_Exercise description_
Continue the forum post that compares the Linode bitcoin theft to a storage-room burglary, starting right after its last sentence.

_Source document_
+--

Basically a lot of people were renting storage rooms in an apartment complex
run by Linode, you get your own key to enter the door and retrieve and store
things -- whatever. Some people left their wallets inside these buildings,
with cash therein. Someone else used some unidentified systematic security
flaw, but we don't yet know what it was. Maybe there is a ventilation system
which is easily navigable once you know how to get in; or maybe all of the
rooms have unlocked windows for no good reason; we haven't been told yet.
(There are some suggestions that they stole a key from one of the janitors who
cleans these rooms up.)

What we have been told is that some burglar stole eight wallets, and that "All
activity by the intruder was limited to a total of eight customers, all of
which had references to 'bitcoin'." That suggests that the burglar did indeed
peek in the windows beforehand somehow, to find out that these 8 rooms had
wallets inside. Otherwise, presumably they would say something like, "The
intruder broke into many of our customers' accounts but didn't actually do
anything in 99% of cases." In that sense I think the scary bit isn't that he
accessed the 8 accounts, it is the fact that he identified them in the first
place.

+--

_Supplied information_
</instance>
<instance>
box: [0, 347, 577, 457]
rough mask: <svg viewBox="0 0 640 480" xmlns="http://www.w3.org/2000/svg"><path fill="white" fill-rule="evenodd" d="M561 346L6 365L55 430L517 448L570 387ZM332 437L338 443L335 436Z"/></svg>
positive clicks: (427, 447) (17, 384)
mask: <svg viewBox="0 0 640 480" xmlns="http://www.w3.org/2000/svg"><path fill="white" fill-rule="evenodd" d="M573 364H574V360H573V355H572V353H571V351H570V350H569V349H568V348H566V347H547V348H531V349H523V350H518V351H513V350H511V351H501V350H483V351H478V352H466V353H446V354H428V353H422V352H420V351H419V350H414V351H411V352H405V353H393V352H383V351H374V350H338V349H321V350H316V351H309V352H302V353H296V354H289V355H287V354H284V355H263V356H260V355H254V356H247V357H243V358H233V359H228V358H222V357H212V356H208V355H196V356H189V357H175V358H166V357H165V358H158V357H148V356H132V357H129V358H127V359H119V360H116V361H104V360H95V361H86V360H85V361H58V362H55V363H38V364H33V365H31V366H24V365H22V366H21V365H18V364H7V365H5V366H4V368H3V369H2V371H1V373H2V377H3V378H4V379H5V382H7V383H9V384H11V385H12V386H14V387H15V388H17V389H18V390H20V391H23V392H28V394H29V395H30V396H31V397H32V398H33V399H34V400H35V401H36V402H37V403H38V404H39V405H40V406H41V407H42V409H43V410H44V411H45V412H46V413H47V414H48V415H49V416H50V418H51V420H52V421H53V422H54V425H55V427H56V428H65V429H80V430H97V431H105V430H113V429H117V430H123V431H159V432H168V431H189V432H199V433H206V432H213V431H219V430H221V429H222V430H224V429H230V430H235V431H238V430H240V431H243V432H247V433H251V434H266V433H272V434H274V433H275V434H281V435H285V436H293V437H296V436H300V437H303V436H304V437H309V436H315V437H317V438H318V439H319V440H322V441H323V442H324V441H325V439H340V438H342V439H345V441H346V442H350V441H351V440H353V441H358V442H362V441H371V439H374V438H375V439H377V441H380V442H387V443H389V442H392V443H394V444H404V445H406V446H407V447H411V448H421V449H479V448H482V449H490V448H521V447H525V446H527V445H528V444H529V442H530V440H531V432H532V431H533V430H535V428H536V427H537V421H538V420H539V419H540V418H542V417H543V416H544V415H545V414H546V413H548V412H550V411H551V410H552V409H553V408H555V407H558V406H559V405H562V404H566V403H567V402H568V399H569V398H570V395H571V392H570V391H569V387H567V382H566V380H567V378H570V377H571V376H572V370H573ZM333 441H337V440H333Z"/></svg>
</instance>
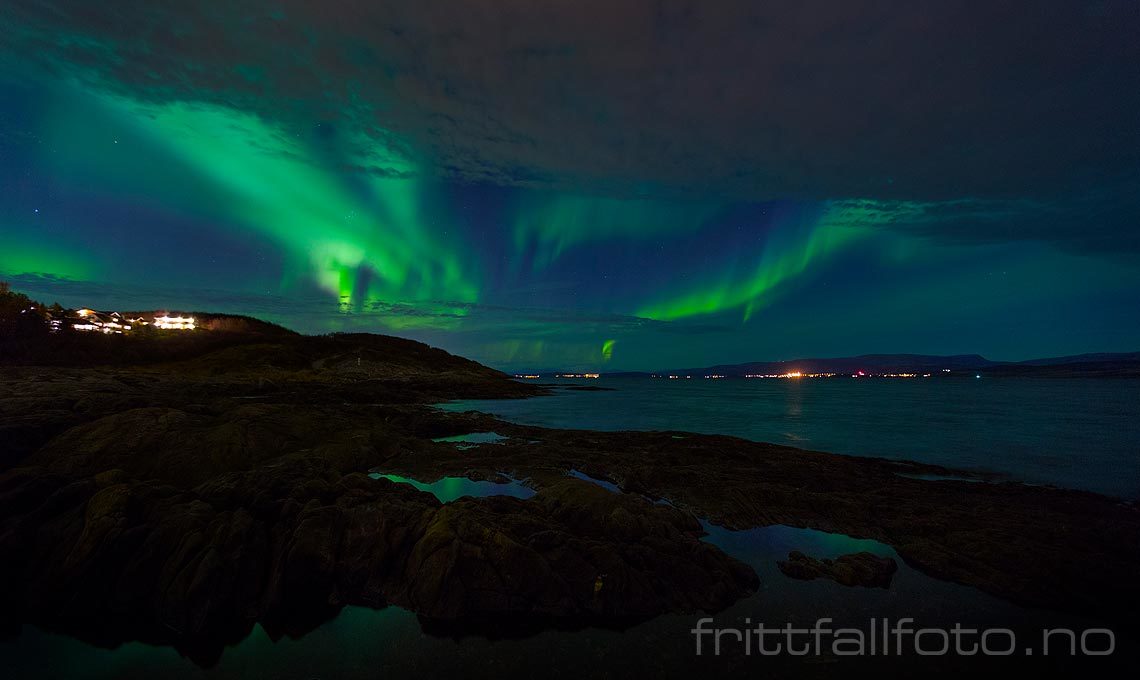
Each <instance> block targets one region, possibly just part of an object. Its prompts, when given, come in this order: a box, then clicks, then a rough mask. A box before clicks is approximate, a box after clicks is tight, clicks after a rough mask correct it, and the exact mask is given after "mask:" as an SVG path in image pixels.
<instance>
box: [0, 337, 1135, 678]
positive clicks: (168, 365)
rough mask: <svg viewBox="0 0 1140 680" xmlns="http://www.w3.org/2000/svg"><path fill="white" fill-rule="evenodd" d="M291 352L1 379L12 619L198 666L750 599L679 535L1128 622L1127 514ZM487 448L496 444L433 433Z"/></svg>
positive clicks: (902, 467)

+--

_Reply to the exercise_
Amortizing the loss across many points of failure may be a good idea, but it
wouldn't seem to solve the central problem. Suppose I put $20 in two accounts
with 5% chance of compromise, rather than $40 in one account with 5% chance of
compromise -- either way, I should expect to lose $2. What I've changed is
that I am more likely to lose some of my money (9.75%), but I am less likely
to lose all of my money (0.25%). This may appeal more to risk-averse people
but it is not fundamentally changing the situation.

Perhaps a better approach is to keep a BitCoin wallet encrypted, since that's
pretty simple to do in day-to-day life. This is something that you can't do
with your wallet -- you cannot turn your wallet into a steel vault with two-
foot-thick walls.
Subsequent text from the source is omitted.